[Dataset entries]
**********

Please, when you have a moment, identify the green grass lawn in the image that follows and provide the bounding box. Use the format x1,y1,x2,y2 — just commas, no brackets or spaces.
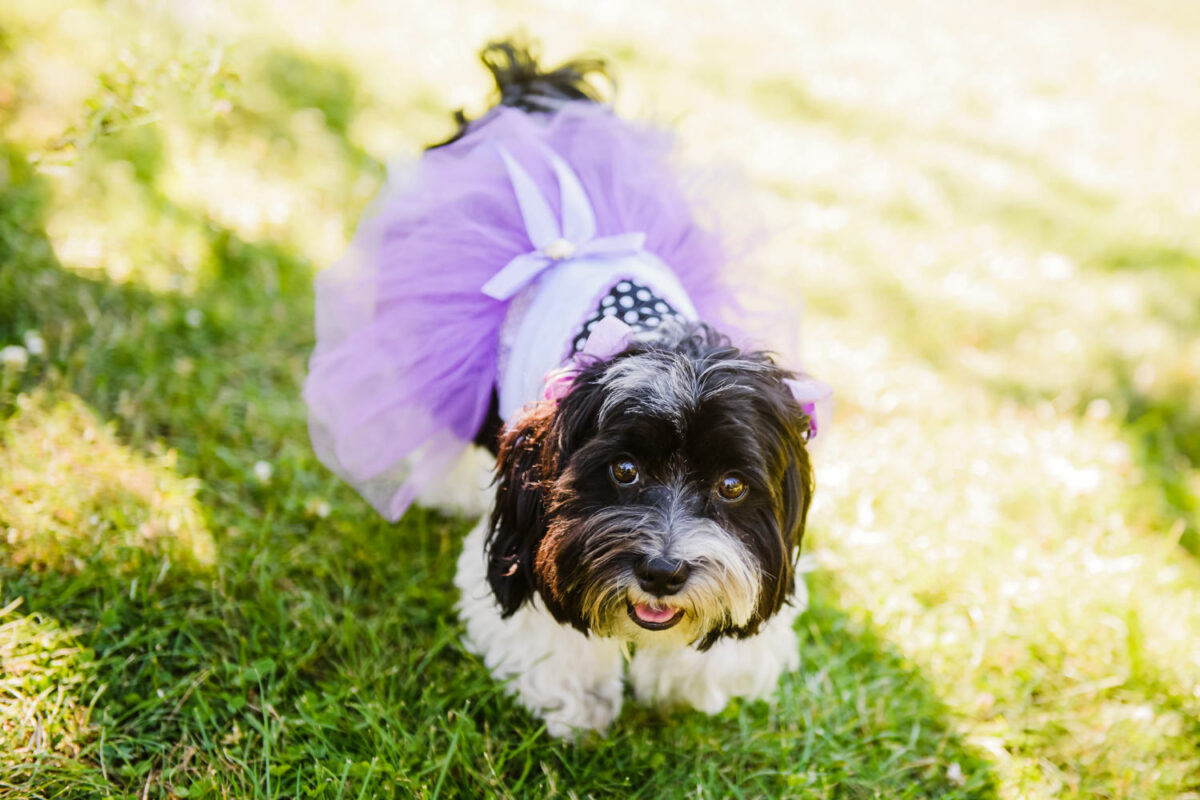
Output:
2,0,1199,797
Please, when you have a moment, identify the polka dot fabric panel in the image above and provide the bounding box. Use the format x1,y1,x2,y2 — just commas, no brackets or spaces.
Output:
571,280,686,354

**********

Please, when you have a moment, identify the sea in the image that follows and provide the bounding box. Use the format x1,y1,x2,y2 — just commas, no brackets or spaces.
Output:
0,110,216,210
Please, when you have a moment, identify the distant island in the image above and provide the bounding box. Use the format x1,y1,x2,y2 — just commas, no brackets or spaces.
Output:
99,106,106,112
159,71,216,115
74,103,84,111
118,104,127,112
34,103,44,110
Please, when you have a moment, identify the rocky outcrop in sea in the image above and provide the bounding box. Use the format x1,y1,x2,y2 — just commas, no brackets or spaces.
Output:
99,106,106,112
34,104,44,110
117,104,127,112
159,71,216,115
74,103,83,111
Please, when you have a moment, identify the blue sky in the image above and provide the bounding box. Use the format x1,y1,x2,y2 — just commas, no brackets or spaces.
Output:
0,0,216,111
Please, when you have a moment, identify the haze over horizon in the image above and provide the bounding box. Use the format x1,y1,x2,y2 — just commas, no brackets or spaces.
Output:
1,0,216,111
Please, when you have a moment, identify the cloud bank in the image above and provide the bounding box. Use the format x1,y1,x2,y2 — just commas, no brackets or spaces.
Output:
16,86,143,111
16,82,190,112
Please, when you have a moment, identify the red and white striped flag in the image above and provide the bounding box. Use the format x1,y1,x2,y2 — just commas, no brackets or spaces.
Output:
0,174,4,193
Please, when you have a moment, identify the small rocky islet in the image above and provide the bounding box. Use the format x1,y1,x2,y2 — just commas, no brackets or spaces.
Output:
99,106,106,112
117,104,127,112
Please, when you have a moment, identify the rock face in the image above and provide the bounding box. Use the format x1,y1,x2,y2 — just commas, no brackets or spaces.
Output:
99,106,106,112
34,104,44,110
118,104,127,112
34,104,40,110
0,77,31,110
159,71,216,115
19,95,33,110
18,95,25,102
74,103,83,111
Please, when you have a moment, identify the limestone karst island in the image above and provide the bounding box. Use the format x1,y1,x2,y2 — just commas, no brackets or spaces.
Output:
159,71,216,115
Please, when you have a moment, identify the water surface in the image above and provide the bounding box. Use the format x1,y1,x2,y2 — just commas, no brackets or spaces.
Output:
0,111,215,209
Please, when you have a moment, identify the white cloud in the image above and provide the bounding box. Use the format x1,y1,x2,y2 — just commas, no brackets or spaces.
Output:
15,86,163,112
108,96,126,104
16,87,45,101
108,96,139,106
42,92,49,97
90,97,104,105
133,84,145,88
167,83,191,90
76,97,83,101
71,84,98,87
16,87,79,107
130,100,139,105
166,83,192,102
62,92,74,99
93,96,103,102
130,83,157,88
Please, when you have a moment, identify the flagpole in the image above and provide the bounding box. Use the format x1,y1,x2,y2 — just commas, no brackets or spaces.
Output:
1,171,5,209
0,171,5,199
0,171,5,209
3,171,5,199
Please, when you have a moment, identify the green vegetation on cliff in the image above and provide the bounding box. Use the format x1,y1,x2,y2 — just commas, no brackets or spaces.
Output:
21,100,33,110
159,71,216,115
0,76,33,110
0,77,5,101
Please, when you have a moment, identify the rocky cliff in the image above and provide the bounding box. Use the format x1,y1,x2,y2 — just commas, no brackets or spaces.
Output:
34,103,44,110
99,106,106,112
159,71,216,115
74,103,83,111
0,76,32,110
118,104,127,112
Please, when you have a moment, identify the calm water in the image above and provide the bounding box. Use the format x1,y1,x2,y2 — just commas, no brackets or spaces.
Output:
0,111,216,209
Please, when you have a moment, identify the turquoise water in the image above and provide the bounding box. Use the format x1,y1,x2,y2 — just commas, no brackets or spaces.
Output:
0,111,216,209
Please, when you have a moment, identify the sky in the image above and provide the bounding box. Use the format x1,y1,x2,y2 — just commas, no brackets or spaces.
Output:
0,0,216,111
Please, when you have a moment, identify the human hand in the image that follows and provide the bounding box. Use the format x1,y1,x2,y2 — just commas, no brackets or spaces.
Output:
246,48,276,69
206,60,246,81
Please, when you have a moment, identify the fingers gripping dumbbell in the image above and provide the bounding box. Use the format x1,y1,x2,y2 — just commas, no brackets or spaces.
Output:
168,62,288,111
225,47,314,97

**********

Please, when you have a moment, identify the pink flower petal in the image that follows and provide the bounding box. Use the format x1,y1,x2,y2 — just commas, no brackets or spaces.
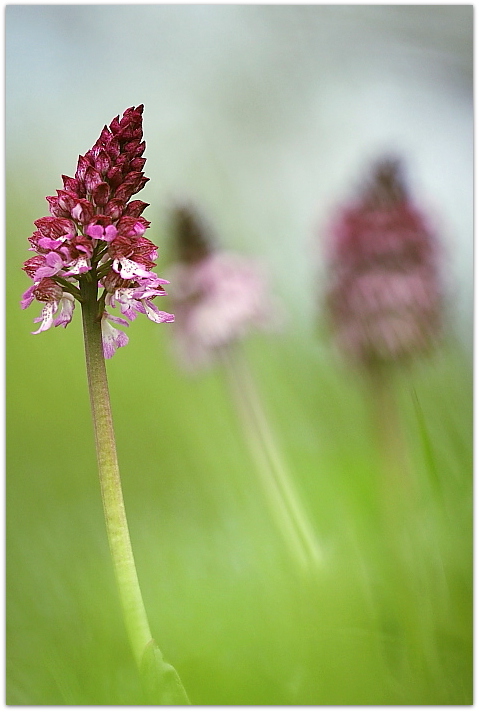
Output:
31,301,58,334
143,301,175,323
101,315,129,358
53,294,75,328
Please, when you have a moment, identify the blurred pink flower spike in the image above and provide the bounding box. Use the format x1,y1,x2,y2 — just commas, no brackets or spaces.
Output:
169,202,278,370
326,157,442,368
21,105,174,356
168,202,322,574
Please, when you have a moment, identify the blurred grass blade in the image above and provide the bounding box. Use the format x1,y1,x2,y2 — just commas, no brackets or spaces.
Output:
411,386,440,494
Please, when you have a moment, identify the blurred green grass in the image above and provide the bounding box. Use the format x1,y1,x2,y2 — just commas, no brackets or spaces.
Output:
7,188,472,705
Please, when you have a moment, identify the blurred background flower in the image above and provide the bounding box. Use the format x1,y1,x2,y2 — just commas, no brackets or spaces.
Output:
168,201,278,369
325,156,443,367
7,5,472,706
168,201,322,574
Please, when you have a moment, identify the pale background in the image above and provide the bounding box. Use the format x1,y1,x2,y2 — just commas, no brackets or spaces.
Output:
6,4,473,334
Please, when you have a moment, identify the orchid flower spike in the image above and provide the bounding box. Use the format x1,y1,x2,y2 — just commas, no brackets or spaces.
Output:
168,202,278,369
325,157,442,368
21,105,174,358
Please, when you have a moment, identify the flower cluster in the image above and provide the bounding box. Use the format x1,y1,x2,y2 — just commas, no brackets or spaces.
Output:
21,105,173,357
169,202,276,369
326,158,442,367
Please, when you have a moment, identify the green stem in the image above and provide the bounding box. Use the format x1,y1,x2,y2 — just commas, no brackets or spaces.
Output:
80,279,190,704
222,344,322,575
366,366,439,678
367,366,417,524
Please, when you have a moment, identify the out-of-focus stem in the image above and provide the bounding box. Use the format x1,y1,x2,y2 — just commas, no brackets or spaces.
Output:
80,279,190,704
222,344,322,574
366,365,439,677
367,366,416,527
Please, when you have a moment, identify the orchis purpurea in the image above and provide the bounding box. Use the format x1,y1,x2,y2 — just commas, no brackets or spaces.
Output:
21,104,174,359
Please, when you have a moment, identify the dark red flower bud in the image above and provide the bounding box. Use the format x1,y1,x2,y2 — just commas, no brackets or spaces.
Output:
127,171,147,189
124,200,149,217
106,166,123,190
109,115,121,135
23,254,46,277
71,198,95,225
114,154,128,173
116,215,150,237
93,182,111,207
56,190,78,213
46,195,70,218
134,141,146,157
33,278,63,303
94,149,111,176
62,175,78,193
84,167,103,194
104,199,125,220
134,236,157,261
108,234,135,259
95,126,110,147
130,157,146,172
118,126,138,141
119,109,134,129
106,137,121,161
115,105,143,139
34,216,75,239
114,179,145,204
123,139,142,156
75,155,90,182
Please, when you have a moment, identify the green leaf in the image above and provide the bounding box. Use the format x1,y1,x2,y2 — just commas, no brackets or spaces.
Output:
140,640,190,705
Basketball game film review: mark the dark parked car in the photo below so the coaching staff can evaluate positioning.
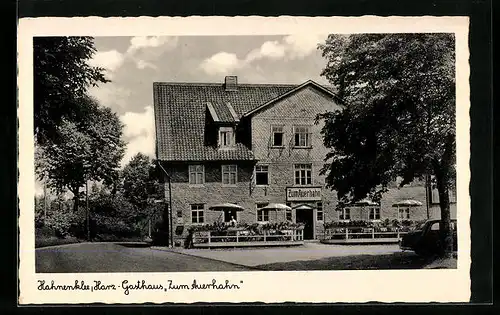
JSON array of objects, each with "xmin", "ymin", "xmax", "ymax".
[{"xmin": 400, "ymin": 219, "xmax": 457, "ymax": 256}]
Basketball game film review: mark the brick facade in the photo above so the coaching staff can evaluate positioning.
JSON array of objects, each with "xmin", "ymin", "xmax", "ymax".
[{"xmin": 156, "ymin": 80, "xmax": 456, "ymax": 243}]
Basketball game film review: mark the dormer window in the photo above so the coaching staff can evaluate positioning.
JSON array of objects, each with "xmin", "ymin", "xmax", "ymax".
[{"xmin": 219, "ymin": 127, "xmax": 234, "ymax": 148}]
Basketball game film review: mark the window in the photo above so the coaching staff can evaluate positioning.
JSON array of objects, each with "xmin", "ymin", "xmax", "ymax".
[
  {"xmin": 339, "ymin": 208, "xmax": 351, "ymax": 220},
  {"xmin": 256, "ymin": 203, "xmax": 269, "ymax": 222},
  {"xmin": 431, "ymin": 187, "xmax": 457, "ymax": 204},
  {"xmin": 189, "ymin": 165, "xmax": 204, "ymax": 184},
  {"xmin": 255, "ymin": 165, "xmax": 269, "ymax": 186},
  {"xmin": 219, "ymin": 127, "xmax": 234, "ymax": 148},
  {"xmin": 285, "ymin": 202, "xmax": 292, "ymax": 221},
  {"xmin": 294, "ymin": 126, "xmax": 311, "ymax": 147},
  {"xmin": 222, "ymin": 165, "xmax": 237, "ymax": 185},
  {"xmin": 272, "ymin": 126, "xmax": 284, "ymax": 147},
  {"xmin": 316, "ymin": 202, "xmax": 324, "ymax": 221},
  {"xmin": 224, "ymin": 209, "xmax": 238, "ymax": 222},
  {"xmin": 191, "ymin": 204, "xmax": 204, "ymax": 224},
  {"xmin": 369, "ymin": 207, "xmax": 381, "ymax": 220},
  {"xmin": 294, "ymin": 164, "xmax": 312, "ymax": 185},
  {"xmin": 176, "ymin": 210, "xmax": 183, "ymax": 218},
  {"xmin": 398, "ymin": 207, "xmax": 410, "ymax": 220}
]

**********

ACTIVITY:
Return, unchanged, the run of lines above that opens with the line containing "Please, when you have a moment, identify the water" and closes with the line containing "Please, when you have a moment, identify the white". Include both.

ANSWER SPACE:
Please, when you have a moment, identify the water surface in the image above and provide the bounding box. Use the format x1,y1,x2,y2 — just commas, no brackets or spaces.
Output:
0,111,215,209
Please, when you have a moment, identify the white cloud in the image above and provide the bounding box. Use the format x1,y1,x2,y2 — just commas, no brackets or spaces.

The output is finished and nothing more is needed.